_Questions to answer_
1. According to the passage on direct-access laws for OB/GYN care, what is the approximate baseline rate of prematurity measured in the study?
2. Go on with the passage on direct-access laws for OB/GYN care from where it stops.

_Selected excerpt_
Many states require direct access to OB/GYN doctors on the theory that it will improve maternal and infant health. However, the current evidence demonstrates that direct access laws do not improve maternal or child health.
The advent of managed care has presented barriers to direct access to specialist care for many patients while helping to contrain overutilization of health care services. Some of this is warranted; primary care physicians should be involved prior to patients visiting many types of specialists. However, for women, access to obstetrician/gynecologists (OB/GYNs) is viewed by most to be a form of primary care. Therefore, many state legislatures have implemented laws requiring insurers to allow access to OB/GYNs without requiring referrals from a woman’s primary care physician.
In favor of direct access mandates, the hypothesis exists that by improving access to OB/GYNs a positive impact on maternal and child health would follow. By contrast, the potential negatives of any health insurance mandate would be the added cost spread across all policyholders. We have reviewed other studies discussing mandated health benefits.
This study examines data from the Natality Data File and the Pregnancy Assessment and Monitoring Survey from the mid-1990s through the early 2000s assessing the impact of direct-access laws on various aspects of maternal and child health. The outcomes discussed include maternal alcohol and tobacco use, prenatal care utilization, and infant health outcomes such as prematurity and low birth weight.
State mandates for direct access to OB/GYNs began in 1995 such that currently 42 states have such legislation in action. Statistical analysis of the data reveals that direct access laws do not significantly affect maternal behaviors such as tobacco or alcohol use. Likewise, there is no effect on early initiation of prenatal care in states with direct access laws. When examining the data for effects of infant health, there is in fact a statistically significant reduction in prematurity; however, the magnitude of this effect is merely one-tenth of one percentage point. The baseline rate of prematurity as measured in this study is approximately 11.3 percent, highlighting how minimal a change of one-tenth of one percent might be. No significant effect on low birthweight was noted.

Data items:
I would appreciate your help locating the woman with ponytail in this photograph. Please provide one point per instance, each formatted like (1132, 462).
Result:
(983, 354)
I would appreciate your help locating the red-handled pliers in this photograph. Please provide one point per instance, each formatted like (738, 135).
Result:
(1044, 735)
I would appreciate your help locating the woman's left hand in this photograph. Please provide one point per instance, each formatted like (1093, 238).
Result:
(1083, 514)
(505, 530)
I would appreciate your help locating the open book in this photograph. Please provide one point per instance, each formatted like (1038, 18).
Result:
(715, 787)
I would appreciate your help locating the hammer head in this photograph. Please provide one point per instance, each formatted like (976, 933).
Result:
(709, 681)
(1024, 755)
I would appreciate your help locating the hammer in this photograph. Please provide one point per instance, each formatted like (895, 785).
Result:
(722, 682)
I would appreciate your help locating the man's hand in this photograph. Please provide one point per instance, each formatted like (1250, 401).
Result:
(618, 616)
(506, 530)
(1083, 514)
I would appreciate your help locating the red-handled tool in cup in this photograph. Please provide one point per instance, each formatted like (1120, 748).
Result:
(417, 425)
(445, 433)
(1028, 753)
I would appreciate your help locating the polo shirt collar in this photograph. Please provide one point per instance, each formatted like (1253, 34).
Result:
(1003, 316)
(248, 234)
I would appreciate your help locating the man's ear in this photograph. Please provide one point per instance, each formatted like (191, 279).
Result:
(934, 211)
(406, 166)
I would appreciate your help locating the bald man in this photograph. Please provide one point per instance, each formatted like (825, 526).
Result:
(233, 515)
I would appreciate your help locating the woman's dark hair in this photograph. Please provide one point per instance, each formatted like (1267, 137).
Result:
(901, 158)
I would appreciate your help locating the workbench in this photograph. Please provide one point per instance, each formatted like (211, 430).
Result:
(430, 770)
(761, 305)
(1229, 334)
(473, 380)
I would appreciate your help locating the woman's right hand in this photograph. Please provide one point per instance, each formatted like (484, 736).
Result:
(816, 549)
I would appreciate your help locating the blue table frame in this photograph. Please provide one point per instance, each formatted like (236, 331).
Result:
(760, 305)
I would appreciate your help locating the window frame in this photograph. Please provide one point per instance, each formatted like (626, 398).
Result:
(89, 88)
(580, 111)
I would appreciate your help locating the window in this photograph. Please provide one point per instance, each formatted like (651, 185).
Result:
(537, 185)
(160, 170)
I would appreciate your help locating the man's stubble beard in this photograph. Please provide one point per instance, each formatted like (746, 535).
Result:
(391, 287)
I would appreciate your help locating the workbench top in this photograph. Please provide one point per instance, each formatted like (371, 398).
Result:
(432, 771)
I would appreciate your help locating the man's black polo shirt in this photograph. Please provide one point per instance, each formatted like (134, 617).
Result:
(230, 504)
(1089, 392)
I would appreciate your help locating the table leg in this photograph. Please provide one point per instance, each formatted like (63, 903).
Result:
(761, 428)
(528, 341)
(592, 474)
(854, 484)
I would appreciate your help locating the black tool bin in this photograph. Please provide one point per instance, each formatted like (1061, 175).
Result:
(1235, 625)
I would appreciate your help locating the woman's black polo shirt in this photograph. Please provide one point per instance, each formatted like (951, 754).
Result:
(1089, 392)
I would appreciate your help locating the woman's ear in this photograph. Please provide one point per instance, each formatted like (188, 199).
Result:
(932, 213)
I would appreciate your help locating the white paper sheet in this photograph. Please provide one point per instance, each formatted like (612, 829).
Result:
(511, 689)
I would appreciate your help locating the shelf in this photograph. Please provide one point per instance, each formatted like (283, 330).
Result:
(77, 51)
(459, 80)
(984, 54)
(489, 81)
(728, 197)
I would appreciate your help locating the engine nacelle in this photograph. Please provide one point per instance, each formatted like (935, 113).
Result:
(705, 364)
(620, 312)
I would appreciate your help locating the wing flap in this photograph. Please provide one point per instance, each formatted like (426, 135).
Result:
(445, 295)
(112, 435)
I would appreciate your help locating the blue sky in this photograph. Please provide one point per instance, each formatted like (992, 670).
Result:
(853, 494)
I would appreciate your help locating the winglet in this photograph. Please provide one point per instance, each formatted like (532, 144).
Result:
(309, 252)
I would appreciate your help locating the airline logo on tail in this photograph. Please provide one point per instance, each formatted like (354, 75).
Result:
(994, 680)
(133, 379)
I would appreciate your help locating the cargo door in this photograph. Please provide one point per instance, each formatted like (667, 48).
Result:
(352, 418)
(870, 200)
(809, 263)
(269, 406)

_Numbered responses_
1. Approximately 11.3 percent.

2.
In the end, not all insurance policies (and therefore not all women) are subject to direct access mandates. Employers that self-insure (ERISA plans) and Medicaid plans may not be held to that same state mandates.
Health insurance mandates must balance the benefits of supplying a clinical service with the added costs that will be applied to the entire insured population. In the case of direct access to OB/GYNs, this and prior studies indicate that maternal and child health measures are not significantly improved in states that require direct access to OB/GYNs.
The lack of effectiveness of these laws may be partly due to the fact that a portion of women in each state possess insurance plans not subject state mandates (these include ERISA plans and federal insurance plans). However, it is feasible that in reality, these laws do not translate into better health outcomes.
After the passage of the Affordable Care Act (Section 2719A), direct access to OB/GYNs will be mandated for health insurers. The evidence suggests that this may not prove to benefit health and the authors of the above study recommend alternative policies to achieve improved maternal and child health. If the goal of policy makers is simply to allow women to be able to see an obstertrician/gynecologist without first having to visit a primary care physician, that goal will have been achieved.
Policy makers must remain vigilant to balance the costs of mandates with the clinical benefit expected from them.